_Instructions for the task:_
Your copy should match the listing word for word, apart from the pictures, which are left out.

+++ Information supplied +++

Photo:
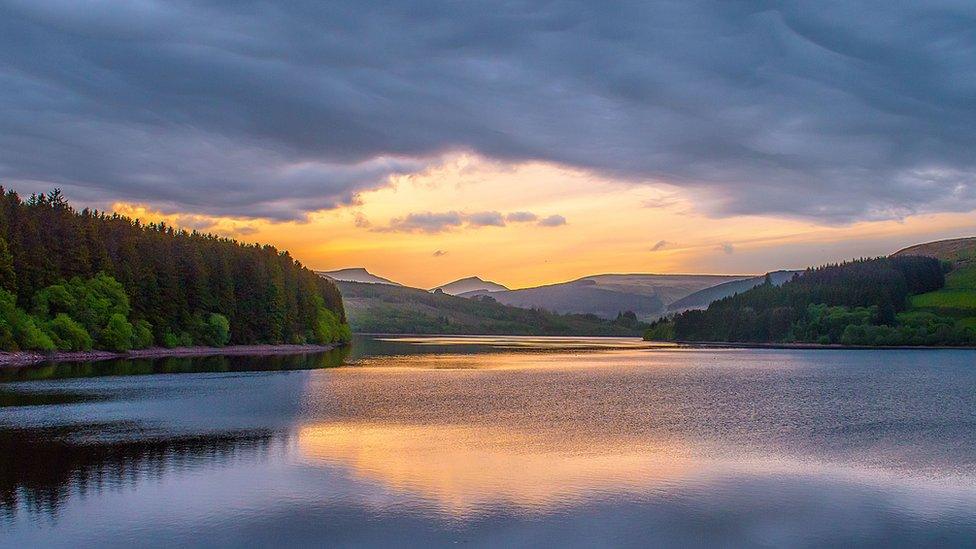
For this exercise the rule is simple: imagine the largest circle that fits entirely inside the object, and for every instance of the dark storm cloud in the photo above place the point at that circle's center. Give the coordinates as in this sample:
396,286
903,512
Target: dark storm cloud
840,110
435,222
554,220
521,217
486,219
425,222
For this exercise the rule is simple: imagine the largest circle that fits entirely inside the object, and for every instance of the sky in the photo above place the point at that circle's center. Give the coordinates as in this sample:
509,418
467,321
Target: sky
524,142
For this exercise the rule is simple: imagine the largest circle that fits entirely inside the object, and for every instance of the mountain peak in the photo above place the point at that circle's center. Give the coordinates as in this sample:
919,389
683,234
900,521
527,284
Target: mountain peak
469,284
356,274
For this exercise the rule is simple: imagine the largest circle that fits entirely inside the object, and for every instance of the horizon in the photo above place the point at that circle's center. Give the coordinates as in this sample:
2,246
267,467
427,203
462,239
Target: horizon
419,274
521,143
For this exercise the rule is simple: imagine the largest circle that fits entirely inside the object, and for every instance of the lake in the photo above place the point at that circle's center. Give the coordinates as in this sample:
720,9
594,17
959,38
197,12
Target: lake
494,441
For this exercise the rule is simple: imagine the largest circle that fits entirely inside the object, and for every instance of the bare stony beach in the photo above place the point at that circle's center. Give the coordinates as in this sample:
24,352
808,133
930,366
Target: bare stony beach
26,358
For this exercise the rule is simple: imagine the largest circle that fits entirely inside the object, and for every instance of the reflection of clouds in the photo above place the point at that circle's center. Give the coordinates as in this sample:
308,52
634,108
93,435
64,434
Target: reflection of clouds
466,469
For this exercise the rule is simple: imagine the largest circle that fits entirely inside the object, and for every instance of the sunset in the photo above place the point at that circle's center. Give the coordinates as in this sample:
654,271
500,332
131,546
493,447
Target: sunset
505,274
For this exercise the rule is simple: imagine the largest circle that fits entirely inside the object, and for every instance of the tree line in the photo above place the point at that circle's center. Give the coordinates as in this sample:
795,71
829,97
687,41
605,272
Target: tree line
79,279
861,302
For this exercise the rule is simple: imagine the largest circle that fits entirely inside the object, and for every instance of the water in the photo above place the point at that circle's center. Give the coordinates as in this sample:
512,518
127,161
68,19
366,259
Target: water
494,441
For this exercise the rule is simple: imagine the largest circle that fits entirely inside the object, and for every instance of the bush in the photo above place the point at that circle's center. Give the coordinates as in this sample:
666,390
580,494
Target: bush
328,329
216,330
18,330
117,334
142,335
180,339
67,334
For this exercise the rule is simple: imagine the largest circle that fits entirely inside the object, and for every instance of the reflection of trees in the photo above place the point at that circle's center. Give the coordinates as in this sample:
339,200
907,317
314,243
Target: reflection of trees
41,468
176,365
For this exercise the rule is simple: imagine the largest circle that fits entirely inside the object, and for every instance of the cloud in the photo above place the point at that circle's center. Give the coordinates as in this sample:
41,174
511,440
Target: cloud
426,222
521,217
431,222
554,220
839,114
360,220
486,219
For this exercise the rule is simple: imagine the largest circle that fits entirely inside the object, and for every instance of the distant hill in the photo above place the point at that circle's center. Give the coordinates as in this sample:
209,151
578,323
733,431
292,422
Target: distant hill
384,308
356,274
956,250
885,301
647,295
701,298
470,284
957,300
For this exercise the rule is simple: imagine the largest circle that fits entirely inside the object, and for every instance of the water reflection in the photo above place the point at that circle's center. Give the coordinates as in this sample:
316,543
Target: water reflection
441,442
40,469
465,470
175,365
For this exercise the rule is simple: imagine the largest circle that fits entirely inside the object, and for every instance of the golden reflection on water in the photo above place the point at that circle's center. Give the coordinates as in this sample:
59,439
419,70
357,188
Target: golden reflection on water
465,470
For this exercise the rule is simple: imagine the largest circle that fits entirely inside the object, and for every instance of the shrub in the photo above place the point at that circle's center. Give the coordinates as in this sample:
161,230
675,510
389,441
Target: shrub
216,330
117,334
18,329
179,339
142,335
67,334
328,328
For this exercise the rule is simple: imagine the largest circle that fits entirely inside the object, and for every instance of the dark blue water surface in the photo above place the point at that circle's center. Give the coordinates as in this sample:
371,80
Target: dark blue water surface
494,442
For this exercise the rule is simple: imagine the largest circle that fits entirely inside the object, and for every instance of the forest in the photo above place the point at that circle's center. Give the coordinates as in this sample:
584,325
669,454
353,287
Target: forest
861,302
75,280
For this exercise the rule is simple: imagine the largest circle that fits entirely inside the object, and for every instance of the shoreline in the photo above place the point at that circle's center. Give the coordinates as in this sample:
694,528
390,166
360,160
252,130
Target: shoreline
811,346
30,358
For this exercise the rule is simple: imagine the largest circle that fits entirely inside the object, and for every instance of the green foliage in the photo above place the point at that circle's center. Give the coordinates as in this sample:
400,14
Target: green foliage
863,302
662,330
142,337
328,329
67,334
166,283
8,277
117,334
961,278
91,302
18,331
946,299
382,308
177,339
216,330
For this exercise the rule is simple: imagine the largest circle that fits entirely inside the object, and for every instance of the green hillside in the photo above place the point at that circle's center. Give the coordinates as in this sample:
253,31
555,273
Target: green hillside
75,280
383,308
901,300
957,299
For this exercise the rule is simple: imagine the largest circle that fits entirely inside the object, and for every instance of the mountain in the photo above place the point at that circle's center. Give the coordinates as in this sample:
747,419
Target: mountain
606,295
468,285
886,301
76,280
356,274
384,308
955,250
957,299
701,298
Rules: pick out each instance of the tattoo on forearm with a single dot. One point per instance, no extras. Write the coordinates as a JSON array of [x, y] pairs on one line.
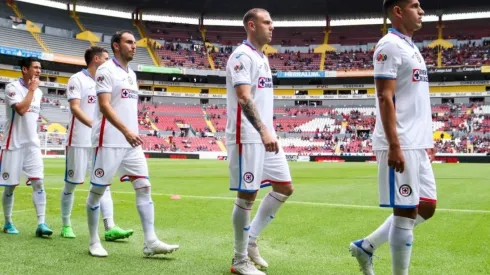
[[251, 113]]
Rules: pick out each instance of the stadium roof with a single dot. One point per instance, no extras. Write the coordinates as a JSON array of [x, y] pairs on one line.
[[279, 8]]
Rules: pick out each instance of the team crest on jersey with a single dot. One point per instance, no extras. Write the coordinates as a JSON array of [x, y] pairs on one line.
[[381, 57], [264, 82], [405, 190], [238, 67], [99, 172], [248, 177], [92, 99], [420, 75]]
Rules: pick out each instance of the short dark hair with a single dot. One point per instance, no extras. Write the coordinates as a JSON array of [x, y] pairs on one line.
[[93, 51], [252, 15], [27, 62], [116, 38], [389, 4]]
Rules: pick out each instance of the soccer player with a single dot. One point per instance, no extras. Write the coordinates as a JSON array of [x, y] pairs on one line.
[[21, 150], [402, 139], [115, 133], [256, 159], [82, 97]]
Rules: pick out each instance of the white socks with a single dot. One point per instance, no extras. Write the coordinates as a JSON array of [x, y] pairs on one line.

+++

_Exercise response:_
Photo:
For this exercise the rule is simple: imagine the largest circle that fits entirely inside the object, and for every instance of the dark storm cloud in the photo above place the point at that circle's center. Give the coordinates as in this sample:
396,286
903,512
Target: dark storm cloud
840,110
435,222
554,220
521,217
486,219
425,222
For this exercise the rule is simple: imagine the largest circle that fits entirely inside the object, and for every instance of the sky in the photo above place the point at that circle's center. Give the coordinates as in this sample:
509,418
467,321
Target: sky
524,142
For this exercise the rule is simple: imagine the largest circle that fits entirely inside the object, and for every instance of the mountain peak in the photo above place the point at that circle's center. Give the coordinates as in this sample:
919,389
683,234
900,521
527,284
Target: mountain peak
469,284
356,274
For this exercise the rule is simple: imagine the largest circle that fits entirely inside the object, and for every instance of the horizon in the photo above place the point at that circle's center. Give the coordinates as in this sample:
2,246
267,467
427,203
462,239
Target: horizon
419,274
521,143
For this exercise the rule is simple: imagine the largest circle that fits entirely inside the object, and for every instance of the lake in the photo above place the point at that circle's center. Give the coordinates as in this sample:
720,9
594,17
959,38
197,12
Target: lake
494,441
For this exercise the rule is simple: imagine the largest circle that fits entirely inside the object, and for every instance of the bare stony beach in the photo above place the point at that circle's center. Give the coordinates as in this sample:
24,352
808,133
930,366
Target: bare stony beach
26,358
For this exercise the rule is simple: imagine the largest circle that fits entirely inside the object, and for every instance of the reflection of clouds in the photo above place the point at that circle's center. Give the coordinates as in this sample:
308,52
634,108
93,435
64,434
Target: reflection of clouds
466,469
For this exercise the rule is simple: imagine the largest circle that fits entirely inside the object, and for every instance of the sunset in the photo above place the point at that circle's center. Give the coordinates as in this sample:
654,271
500,332
131,546
493,447
Target: sunset
505,274
For this exercise the rule is simple: imagine the largest circle that fits entirely inside the object, and for every instance of the tree line in the photo above place the point at that circle's center. Give the coordinates as in this sample:
795,71
829,97
687,41
605,272
Target: tree line
79,279
861,302
For this exercise the rule is simple: imagine the largest circle that fits entirely inside the object, and for every instance of the water in the photo above place the point at that circle's center. Give the coordinates as in this sample:
512,518
127,161
68,19
366,259
Target: water
494,441
For this exercise the rule is simple: imagine the largest circle that fits entirely inside the object, and for every instance of the bush in the photo above place the point at that circle's center. Give the coordinates as in this sample:
666,390
580,494
Target: bush
328,329
216,330
18,330
117,334
142,335
180,339
67,334
For this exercise the rule is simple: imagine the largest circle that fits entirely inside the object, and for every instance of the reflection of trees in the photo above place the point at that circle's center. Give the coordinates as in this sample:
339,200
907,317
314,243
Target: reflection of trees
41,468
176,365
For this exercise the rule is simple: imagine the largest circle that fits entirely inside the object, and for every instance of the cloud in the photo above place the point at that circle's center. Give the coordinates as in this sample:
41,174
511,440
Target: cloud
426,222
521,217
431,222
554,220
839,114
360,220
486,219
For this exercise the rule is simple: imagine the largest circle that fits entirely inside the object, and for every instance of the distant hill in the photo above place the point at that circle's center. Give the coordinates as in this sample:
209,151
578,323
733,431
292,422
Target: distant hill
384,308
356,274
956,250
885,301
647,295
701,298
470,284
957,300
For this exercise the rule is simple: imagine the largest circle that fits entirely inside the object, and for every instance of the water reflection in the photo above place the point at that circle's center. Give the coordinates as in this sample:
316,543
Target: water reflection
441,442
40,469
465,470
175,365
For this exercise the rule is simple: imagine the largest circle that fits entirely inside the object, and for every instance of the golden reflection on water in the photo above place the point at that circle's center. Give the coordinates as in this sample:
59,439
419,70
357,188
Target: golden reflection on water
465,470
For this exercise the rule is simple: imagine the largest circle that fits entirely inside the object, and for every instance of the shrub in the photo above place the point at that circle's center. Give the coordinates as in this sample:
161,230
675,510
389,441
Target: shrub
216,330
117,334
18,329
179,339
142,335
67,334
328,328
For this exercise the rule is simple: imagine the largest circle that fits entirely inside the object, and for every instance of the dark blue water surface in the photo above place the point at that circle's center. Give the coordinates as in this sample:
371,80
Target: dark blue water surface
494,442
For this exercise the rule is simple: imagine the largest circle that fits entirely inside the object, and for every instance of the forest in the photo above place the point at that circle's center. Give the coordinates as in this sample:
584,325
669,454
353,287
Target: forest
861,302
75,280
For this exercise the rule is simple: imagine the largest circle that fits entirely inside the object, and for every instance of the shoreline in the photo above place the point at that circle's center. Give the coordinates as in this sample:
694,528
390,166
360,160
252,130
Target: shoreline
811,346
30,358
For this exercise the rule is simple: imagine the largest circle that fits entirely inside the object, and for every instance of the green foliage in the photo above place the point at that circle's center. Give the coordinates as in this sample:
400,14
Target: green foliage
863,302
662,330
142,337
328,329
67,334
166,283
8,277
117,334
961,278
91,302
18,331
946,299
382,308
177,339
216,330
For this exercise the rule is simple: imagine the largest circle that fits entirely inside the object, and for every instance of the green hillside in the photo above place the point at that circle's center. Give the coordinates as in this sample:
253,31
555,273
Target: green hillside
75,280
383,308
901,300
957,299
For this exercise the rule is simple: imagine the largest circle that fits entirely inside the object, and for every instance of the mountain in the photo above place the point at that circle's center. Give the coordinates as in this sample:
747,419
Target: mountain
606,295
468,285
886,301
76,280
356,274
384,308
955,250
957,299
701,298
Rules: pick out each instance of the tattoo on forearm with a single dot. One point per instance, no extras. Write the coordinates as a JSON array of [x, y] pairs on one line.
[[251, 113]]
Rules: pick out each instance of the stadium roof with a single dot. One point per instance, no extras. Write the coordinates as a JSON array of [x, y] pairs on one line.
[[279, 8]]
Rules: pick out each instance of the team crest on jersey with a single dot. One point per instance, no extras. Write the coordinates as a JSON array of [x, y] pairs on one line.
[[381, 57], [264, 82], [405, 190], [238, 67], [99, 172], [248, 177], [92, 99], [420, 75]]
Rules: pick out each instance of the short dark hair with a single dot. One point per instance, no extras. Write the coordinates as a JSON array of [x, y] pairs on one line.
[[93, 51], [252, 15], [27, 62], [116, 38], [389, 4]]
Rules: pick out each instance of the soccer player with a single dot. One point per instance, no extras. Write the coordinates as a JSON array of [x, y] pairs on one line.
[[21, 150], [402, 139], [115, 133], [256, 159], [82, 97]]
Rules: pick out each instance of the white socks with a single dot. One point per instance, no extras. Write the coordinates as a JSON array of [x, y] pairs on one line.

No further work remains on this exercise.